Rewrite the data below with every occurrence of "train car" changed to "railcar", keeping every other character the same.

--- start THE INPUT ---

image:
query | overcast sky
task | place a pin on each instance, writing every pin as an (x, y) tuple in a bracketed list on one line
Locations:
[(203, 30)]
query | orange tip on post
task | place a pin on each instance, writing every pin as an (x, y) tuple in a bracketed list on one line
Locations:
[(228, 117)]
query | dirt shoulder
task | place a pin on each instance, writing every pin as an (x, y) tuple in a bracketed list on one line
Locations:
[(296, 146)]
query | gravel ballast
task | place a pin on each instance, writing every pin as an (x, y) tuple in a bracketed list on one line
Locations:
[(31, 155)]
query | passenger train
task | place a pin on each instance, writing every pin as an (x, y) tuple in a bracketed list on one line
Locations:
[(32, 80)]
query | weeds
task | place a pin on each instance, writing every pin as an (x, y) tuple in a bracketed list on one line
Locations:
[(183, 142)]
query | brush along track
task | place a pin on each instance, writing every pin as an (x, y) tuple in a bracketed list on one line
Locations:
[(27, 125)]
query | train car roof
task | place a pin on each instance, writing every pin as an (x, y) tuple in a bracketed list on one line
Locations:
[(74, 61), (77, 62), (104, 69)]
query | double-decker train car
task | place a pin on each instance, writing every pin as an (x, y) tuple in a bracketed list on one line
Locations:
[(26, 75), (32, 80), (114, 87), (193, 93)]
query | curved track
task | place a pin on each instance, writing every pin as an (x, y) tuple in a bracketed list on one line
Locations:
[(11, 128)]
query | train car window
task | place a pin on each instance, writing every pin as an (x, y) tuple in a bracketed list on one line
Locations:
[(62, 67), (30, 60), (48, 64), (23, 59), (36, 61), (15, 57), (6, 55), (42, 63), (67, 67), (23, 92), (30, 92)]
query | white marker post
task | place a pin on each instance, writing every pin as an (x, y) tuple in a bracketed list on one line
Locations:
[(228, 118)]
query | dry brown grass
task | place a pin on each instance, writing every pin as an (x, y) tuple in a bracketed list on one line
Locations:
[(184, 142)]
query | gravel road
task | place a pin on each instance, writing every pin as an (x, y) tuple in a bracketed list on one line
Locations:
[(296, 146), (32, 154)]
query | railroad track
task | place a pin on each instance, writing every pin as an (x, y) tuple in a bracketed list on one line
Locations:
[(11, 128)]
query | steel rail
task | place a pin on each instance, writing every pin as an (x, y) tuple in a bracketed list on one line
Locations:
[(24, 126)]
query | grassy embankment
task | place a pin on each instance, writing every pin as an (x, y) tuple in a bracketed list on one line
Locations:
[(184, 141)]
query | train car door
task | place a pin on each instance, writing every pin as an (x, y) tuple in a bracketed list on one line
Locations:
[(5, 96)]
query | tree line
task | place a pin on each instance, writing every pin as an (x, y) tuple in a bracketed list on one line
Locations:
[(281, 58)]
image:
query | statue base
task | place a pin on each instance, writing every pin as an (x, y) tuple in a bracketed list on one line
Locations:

--- end THE INPUT ---

*SOLUTION:*
image:
query | overcast sky
task | place a pin on each instance, writing every pin as an (x, y) tuple in a bracketed list on one line
Locations:
[(203, 30)]
query | orange tip on post
task | place a pin on each instance, writing every pin as an (x, y) tuple in a bracketed list on one line
Locations:
[(228, 117)]
query | dirt shoulder
task | place a pin on each instance, writing every pin as an (x, y) tuple in a bracketed list on one line
Locations:
[(296, 146)]
query | gravel ballast
task | place a pin on each instance, writing every pin as an (x, y) tuple in a bracketed list on one line
Locations:
[(31, 155)]
query | passenger train
task | place a pin on each instance, writing every pin as an (x, y) tuple in a bracketed list on one line
Locations:
[(32, 80)]
query | weeds
task | place a pin on each instance, writing every pin as an (x, y) tuple in a bracketed list on one line
Locations:
[(183, 142)]
query | brush along track
task | place a pin on each instance, writing every pin as an (x, y) tuple in a bracketed list on one line
Locations:
[(27, 125)]
query | railcar roof
task | place a pin on each instance, writing every pin as an (x, y) tuple in a bracketed list on one line
Locations:
[(74, 61), (77, 62), (104, 69)]
query | double-decker railcar
task | place a pin on each instance, writing every pin as an (x, y) tuple in a bracketed list on one line
Locations:
[(26, 75), (32, 80), (114, 87), (193, 93)]
query | curved track
task | place a pin on each instance, writing every pin as an (x, y) tuple in a bracketed list on one line
Locations:
[(11, 128)]
query | railcar window
task | place a pin on each instance, writing every pin as an (x, y) tuple in a bracketed list on one line
Locations:
[(62, 67), (30, 60), (48, 64), (23, 59), (36, 61), (15, 57), (6, 55), (42, 63), (67, 67), (23, 92), (30, 92)]
query | white marker post
task | place a pin on each instance, writing every pin as an (x, y) tuple in a bracketed list on one line
Locations:
[(228, 118)]
query | dry brown grass
task | place a pin on each instance, writing every pin as an (x, y) tuple in a bracketed list on one line
Locations:
[(184, 142)]
query | gravel road
task | place a pin on each instance, writing every pin as an (x, y) tuple in a bracketed list on one line
Locations:
[(296, 146), (32, 154)]
query | railroad track
task | place a pin on each instance, writing every pin as an (x, y) tuple in a bracketed list on one line
Locations:
[(11, 128)]
query | steel rail
task | place a pin on each instance, writing every pin as an (x, y) tuple in a bracketed list on one line
Locations:
[(24, 126)]
query | grassy embankment
task | place a pin on each instance, writing every pin as an (x, y) tuple in a bracketed list on one line
Locations:
[(184, 141)]
query | railcar door
task | place a pin on each instance, writing every pin as an (x, y) tuple in a bracketed list on one line
Locations:
[(5, 96)]
query | tree line
task | place a pin on each instance, writing every pin as an (x, y) tuple in a bracketed list on one line
Locations:
[(281, 58)]
image:
query | statue base
task | place a pin on each instance, writing every pin as an (x, y) tuple in a bracketed list on one line
Locations:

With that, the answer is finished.